:: Problems ::
1: Transcribe the xzone malloc passage from "For allocations that" to "relationship is many-to-1.".
2: Answer these questions about the xzone malloc passage:
(a) What is the standard segment size in xzone malloc?
(b) What is a span called when it isn't currently in use?
(c) Under the `LARGE` allocation strategy, what is the relationship between block and chunk?

Tagging of pure-data allocations up to the tagging size threshold is enabled via
the `com.apple.security.hardened-process.checked-allocations.enable-pure-data`
[entitlement][enable-pure-data].

## Design overview

An individual allocation served by xzone malloc is a **block**.

The finest granularity of virtual memory at which xzone malloc normally manages
metadata is a **slice**.  This is typically one operating system virtual page,
which is 16KB on most Apple platforms.

A **span** is a contiguous range of one or more slices.  A span that is
currently being used to serve one or more blocks is a **chunk**.  A span that
isn't currently in use is a **free span**.

A reservation of virtual address space from which chunks are allocated is a
**segment**.  The standard segment size in xzone malloc is 4MB.  Each segment
has its own **segment metadata array**, which is an array with an entry for each
slice in the segment containing the metadata (e.g. free-list head or bitmap) for
that slice.

xzone malloc uses different strategies to serve allocations depending on their
size and its configuration.

For allocations that are around the standard segment size, xzone malloc
allocates a private segment for each allocation, so there is a 1:1:1
relationship between block : chunk : segment.  This is the `HUGE` allocation
strategy.

Allocations that are greater than the slice size are served from standard-sized
segments that are subdivided into smaller chunks.  In this case, the block :
chunk relationship is 1:1, and the chunk : segment relationship is many-to-1.
This is the `LARGE` allocation strategy.

The _segment layer_ of the allocator is responsible for keeping track of the set
of segments in use and which spans within each are free or in use.

:: Available data ::
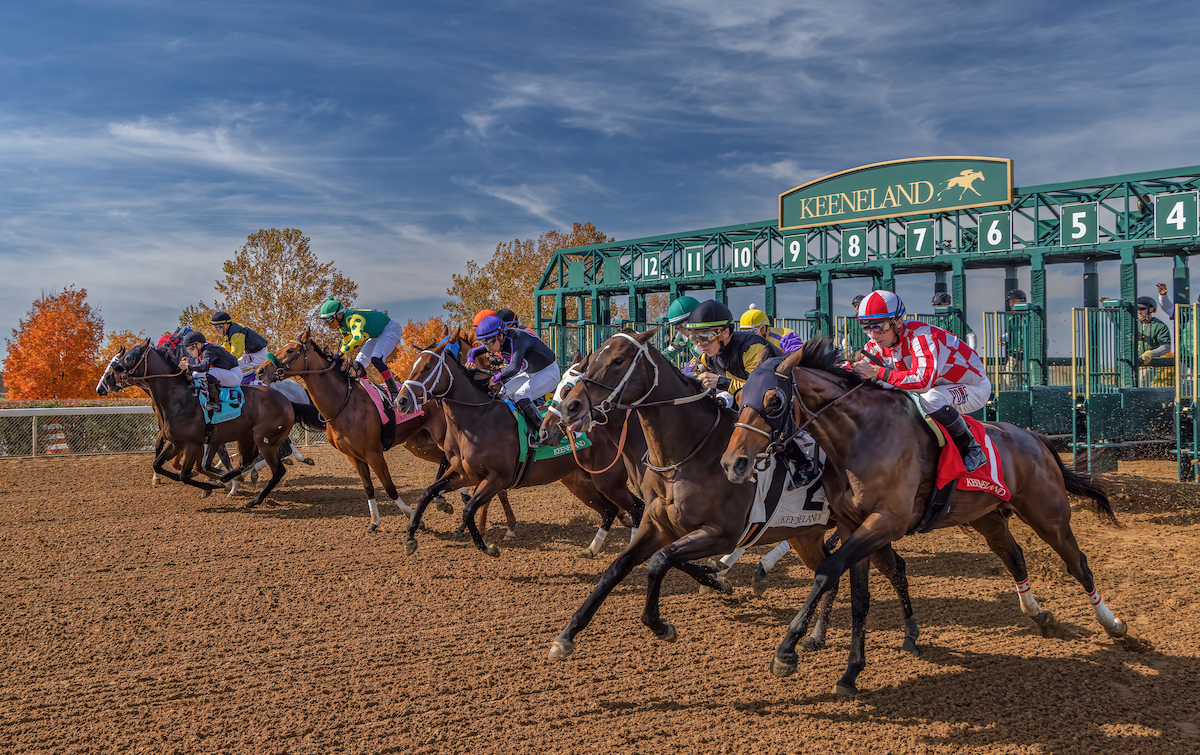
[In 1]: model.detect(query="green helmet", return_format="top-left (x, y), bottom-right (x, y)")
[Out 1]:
top-left (667, 296), bottom-right (700, 325)
top-left (319, 296), bottom-right (346, 319)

:: Full solutions ::
1:
For allocations that are around the standard segment size, xzone malloc
allocates a private segment for each allocation, so there is a 1:1:1
relationship between block : chunk : segment.  This is the `HUGE` allocation
strategy.

Allocations that are greater than the slice size are served from standard-sized
segments that are subdivided into smaller chunks.  In this case, the block :
chunk relationship is 1:1, and the chunk : segment relationship is many-to-1.

2:
(a) 4MB.
(b) A free span.
(c) 1:1.